- _WHAT YOU ARE ASKED TO DO_
Both the line below containing "Target: sandy terrain" and the line containing "Field-scouting task: mark every instance of the desert", along with every line between them, should be repeated exactly; no other line belongs in the answer.

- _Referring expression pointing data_
---------------
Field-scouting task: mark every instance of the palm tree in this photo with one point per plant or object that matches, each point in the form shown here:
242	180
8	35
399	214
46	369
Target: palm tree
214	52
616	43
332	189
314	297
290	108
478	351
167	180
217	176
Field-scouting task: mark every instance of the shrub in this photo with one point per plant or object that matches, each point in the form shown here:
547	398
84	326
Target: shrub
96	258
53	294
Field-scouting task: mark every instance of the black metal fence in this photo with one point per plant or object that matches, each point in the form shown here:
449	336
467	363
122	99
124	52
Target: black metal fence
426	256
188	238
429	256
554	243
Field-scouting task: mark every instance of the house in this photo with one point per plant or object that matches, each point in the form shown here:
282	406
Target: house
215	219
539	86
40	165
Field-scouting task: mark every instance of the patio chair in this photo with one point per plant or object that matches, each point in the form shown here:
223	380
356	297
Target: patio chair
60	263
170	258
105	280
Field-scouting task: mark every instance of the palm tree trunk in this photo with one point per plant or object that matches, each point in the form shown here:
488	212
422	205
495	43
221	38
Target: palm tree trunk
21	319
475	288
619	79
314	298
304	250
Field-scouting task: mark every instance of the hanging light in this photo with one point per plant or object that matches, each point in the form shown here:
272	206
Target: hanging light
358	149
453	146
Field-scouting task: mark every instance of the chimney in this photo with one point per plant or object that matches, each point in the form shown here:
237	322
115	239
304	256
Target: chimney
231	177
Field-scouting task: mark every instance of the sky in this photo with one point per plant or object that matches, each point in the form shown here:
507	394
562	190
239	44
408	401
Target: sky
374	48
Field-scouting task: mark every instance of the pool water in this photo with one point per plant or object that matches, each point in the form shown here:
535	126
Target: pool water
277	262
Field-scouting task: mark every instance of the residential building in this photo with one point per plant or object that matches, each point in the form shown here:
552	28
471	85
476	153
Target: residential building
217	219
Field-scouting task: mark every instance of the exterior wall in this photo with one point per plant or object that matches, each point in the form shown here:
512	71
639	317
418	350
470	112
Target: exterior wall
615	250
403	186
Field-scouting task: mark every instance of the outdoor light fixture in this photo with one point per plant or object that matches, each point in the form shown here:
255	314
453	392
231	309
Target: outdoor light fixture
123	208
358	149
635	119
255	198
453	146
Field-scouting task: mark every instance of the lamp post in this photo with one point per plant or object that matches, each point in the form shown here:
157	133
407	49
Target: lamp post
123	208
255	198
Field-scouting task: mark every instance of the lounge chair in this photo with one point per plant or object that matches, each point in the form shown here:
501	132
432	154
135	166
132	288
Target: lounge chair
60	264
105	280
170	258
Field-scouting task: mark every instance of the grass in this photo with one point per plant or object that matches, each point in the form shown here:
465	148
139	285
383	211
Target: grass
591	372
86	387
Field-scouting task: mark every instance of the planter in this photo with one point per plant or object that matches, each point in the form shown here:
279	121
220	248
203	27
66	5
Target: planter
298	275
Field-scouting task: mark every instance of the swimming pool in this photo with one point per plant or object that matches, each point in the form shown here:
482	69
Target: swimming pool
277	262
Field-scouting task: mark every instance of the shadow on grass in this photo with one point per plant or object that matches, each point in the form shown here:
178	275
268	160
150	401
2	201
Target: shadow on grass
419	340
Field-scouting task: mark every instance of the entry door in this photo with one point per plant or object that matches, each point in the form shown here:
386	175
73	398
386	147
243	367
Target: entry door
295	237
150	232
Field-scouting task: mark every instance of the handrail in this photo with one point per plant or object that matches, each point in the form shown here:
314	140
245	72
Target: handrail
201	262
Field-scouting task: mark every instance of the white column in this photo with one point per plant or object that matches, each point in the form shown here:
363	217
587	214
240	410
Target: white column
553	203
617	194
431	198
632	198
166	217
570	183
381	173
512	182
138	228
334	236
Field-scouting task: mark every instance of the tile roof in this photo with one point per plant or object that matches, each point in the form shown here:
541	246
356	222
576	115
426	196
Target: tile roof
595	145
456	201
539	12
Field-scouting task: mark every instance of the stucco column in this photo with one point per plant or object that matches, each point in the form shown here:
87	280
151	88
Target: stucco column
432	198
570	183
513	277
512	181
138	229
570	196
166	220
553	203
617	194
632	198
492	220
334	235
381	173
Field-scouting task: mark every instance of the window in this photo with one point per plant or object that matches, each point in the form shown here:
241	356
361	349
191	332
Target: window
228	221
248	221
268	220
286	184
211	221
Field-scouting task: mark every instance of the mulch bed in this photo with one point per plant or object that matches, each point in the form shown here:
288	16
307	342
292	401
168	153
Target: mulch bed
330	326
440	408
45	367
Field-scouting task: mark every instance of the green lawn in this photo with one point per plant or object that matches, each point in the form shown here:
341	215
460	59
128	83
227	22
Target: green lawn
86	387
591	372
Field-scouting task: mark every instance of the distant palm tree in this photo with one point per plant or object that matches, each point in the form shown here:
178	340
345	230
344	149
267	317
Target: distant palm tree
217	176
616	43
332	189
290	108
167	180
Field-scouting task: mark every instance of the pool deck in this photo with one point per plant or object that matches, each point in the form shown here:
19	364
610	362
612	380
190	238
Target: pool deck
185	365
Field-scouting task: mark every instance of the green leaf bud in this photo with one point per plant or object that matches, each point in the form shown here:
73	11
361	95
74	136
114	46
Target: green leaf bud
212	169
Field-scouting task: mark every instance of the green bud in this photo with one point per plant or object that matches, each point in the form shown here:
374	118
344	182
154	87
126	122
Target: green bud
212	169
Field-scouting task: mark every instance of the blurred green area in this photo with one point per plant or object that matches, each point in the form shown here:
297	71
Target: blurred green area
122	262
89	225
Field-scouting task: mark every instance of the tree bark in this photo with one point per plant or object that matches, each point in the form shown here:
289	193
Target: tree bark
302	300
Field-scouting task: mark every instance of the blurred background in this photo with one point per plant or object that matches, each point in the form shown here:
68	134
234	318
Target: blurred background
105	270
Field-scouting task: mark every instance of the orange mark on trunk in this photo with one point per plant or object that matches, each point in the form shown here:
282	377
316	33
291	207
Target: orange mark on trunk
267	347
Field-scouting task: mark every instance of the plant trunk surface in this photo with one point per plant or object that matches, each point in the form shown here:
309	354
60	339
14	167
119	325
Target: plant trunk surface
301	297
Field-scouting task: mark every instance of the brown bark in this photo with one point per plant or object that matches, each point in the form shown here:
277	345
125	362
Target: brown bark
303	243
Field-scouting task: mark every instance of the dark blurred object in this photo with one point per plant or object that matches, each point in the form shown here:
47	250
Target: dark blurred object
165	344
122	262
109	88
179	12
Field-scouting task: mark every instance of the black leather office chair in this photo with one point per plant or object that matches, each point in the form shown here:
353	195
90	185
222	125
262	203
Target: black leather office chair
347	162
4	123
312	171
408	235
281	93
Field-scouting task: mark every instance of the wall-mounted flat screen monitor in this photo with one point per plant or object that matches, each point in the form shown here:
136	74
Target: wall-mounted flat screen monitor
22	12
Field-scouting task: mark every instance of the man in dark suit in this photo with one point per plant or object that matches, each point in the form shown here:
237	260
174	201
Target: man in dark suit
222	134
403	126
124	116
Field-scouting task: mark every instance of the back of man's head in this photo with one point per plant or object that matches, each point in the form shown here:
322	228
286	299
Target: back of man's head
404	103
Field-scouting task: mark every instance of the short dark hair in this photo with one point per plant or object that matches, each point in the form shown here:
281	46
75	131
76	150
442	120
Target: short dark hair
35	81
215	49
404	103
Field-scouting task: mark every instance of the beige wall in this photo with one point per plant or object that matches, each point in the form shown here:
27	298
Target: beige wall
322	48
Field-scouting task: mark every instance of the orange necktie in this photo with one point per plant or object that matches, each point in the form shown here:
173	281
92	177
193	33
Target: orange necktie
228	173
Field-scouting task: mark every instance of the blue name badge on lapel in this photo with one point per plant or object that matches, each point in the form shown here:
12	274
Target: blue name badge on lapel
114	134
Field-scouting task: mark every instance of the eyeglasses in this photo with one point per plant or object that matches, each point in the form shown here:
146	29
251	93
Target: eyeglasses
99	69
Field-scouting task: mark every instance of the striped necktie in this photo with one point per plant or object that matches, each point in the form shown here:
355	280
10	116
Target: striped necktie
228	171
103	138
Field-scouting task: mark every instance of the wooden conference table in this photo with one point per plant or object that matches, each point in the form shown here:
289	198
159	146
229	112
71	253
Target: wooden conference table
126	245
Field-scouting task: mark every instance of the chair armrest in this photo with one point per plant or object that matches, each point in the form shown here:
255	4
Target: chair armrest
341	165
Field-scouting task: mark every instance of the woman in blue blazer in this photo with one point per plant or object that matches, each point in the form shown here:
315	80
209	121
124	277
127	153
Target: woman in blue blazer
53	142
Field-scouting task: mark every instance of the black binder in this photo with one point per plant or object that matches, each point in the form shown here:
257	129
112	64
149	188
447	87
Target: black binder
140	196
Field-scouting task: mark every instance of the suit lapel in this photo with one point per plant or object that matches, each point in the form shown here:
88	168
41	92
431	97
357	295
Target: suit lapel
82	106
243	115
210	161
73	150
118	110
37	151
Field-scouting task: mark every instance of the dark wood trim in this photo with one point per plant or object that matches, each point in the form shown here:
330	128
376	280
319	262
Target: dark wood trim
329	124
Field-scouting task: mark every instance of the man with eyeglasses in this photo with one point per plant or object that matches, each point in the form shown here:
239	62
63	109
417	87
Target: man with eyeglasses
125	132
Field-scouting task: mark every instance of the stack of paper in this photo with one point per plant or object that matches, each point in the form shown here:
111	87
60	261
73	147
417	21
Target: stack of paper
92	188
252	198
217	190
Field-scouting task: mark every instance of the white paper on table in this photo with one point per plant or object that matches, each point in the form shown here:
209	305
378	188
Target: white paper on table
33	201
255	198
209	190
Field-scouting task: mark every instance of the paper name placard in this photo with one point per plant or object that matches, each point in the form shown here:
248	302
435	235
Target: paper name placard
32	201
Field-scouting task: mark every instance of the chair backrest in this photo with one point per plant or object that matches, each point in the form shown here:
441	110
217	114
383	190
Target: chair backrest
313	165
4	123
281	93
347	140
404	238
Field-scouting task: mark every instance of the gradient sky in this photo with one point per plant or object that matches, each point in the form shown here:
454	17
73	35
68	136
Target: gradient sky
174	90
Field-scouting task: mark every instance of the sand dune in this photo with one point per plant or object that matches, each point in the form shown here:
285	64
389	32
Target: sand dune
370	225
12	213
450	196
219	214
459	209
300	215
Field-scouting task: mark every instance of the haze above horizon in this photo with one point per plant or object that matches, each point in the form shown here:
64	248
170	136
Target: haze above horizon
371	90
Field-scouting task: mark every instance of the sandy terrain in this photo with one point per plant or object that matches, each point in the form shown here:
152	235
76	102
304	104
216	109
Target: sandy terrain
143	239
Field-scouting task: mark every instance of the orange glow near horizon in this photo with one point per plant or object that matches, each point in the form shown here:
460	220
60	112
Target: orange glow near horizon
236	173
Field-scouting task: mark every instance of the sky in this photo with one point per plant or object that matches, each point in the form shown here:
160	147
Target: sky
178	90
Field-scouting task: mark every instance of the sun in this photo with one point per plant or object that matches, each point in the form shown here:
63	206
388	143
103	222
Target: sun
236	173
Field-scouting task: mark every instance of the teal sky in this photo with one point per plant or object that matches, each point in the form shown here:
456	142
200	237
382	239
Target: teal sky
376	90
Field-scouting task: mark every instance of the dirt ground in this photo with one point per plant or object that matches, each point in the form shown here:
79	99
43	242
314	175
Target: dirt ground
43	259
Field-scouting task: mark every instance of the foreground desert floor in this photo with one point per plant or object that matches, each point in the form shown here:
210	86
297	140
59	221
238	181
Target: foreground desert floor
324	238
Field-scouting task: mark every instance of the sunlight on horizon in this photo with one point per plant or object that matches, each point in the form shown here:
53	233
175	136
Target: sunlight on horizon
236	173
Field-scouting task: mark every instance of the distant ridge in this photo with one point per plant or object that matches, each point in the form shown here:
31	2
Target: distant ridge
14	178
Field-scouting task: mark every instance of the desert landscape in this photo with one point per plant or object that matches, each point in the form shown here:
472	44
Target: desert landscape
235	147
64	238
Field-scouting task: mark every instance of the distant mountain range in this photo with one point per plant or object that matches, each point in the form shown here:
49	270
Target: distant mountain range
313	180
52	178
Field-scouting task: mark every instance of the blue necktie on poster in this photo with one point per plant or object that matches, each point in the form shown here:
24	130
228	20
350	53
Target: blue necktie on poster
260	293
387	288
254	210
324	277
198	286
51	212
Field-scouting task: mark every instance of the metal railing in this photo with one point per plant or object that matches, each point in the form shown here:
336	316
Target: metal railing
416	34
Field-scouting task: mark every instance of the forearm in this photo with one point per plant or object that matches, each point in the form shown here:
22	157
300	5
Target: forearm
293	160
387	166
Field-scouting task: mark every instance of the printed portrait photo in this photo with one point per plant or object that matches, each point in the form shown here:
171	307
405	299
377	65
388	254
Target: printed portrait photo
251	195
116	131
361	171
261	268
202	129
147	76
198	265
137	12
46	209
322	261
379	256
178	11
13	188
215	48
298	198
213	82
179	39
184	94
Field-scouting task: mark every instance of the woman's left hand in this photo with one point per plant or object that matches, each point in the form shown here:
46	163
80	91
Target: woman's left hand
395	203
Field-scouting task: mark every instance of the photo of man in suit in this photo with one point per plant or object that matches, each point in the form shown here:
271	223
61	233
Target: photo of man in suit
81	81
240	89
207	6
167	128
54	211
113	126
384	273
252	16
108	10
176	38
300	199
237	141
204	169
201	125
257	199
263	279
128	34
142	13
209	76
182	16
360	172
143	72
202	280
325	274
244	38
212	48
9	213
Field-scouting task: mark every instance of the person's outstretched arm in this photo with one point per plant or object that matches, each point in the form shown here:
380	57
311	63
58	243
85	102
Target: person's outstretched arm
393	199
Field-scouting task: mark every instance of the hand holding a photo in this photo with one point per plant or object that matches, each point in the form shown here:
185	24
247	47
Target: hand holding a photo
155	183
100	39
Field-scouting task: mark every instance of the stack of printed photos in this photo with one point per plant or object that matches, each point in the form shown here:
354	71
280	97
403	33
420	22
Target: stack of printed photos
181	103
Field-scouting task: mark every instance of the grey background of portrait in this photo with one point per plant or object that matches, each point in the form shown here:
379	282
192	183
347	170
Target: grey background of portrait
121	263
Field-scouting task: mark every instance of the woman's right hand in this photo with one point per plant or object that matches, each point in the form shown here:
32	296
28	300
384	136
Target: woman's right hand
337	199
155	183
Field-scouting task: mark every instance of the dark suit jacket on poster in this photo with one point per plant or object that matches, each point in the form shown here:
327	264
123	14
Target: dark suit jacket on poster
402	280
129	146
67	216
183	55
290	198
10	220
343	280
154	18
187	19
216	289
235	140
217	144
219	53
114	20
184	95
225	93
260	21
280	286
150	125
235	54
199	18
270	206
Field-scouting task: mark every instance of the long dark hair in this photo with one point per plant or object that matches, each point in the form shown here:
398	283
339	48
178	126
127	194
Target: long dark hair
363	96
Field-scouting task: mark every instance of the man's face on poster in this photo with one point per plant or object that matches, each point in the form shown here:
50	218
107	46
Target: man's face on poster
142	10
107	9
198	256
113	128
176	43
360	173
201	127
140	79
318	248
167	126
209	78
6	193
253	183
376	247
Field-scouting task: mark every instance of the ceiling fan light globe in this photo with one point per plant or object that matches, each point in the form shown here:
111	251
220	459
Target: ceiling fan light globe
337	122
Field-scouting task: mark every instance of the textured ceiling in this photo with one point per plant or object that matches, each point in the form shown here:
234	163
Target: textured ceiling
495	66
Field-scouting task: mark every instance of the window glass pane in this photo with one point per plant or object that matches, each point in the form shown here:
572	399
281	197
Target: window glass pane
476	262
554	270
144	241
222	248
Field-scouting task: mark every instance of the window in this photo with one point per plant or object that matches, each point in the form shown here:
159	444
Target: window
---------------
- _YOUR RESPONSE_
Target: sandy terrain
143	239
Field-scouting task: mark every instance of the orange glow near horizon in this photo with one point per plant or object that matches, each point in the form shown here:
460	220
60	112
Target: orange glow near horizon
236	173
Field-scouting task: mark every instance of the sky in this photo with one point per plant or object that matches, each point in the form shown here:
160	147
Target: sky
178	90
Field-scouting task: mark every instance of the sun in this photo with one point per plant or object that matches, each point in the form shown here:
63	206
388	143
103	222
Target: sun
236	173
Field-scouting task: mark every instance of the teal sky in this photo with one point per plant or object that matches, each point in the form shown here:
456	142
200	237
382	239
Target: teal sky
376	90
Field-scouting task: mark every instance of the dirt ground in this photo with one point per plant or object that matches, each point in the form shown here:
79	99
43	242
314	175
Target: dirt ground
43	259
Field-scouting task: mark every instance of the foreground desert floor in this photo with one point per plant or object that matches, each point in the form shown here:
210	86
297	140
59	221
238	181
Target: foreground desert floor
324	238
Field-scouting task: mark every instance of the sunlight on horizon in this photo with one point per plant or object that matches, each point in the form shown here:
53	233
175	136
Target: sunlight on horizon
236	173
Field-scouting task: mark every instance of the distant ridge in this photo with one point per plant or object that matches, each point in the form shown here:
31	2
Target: distant ridge
14	178
Field-scouting task: mark every instance of the desert landscape in this photo with one point per plant or object that matches, each point in the form shown here:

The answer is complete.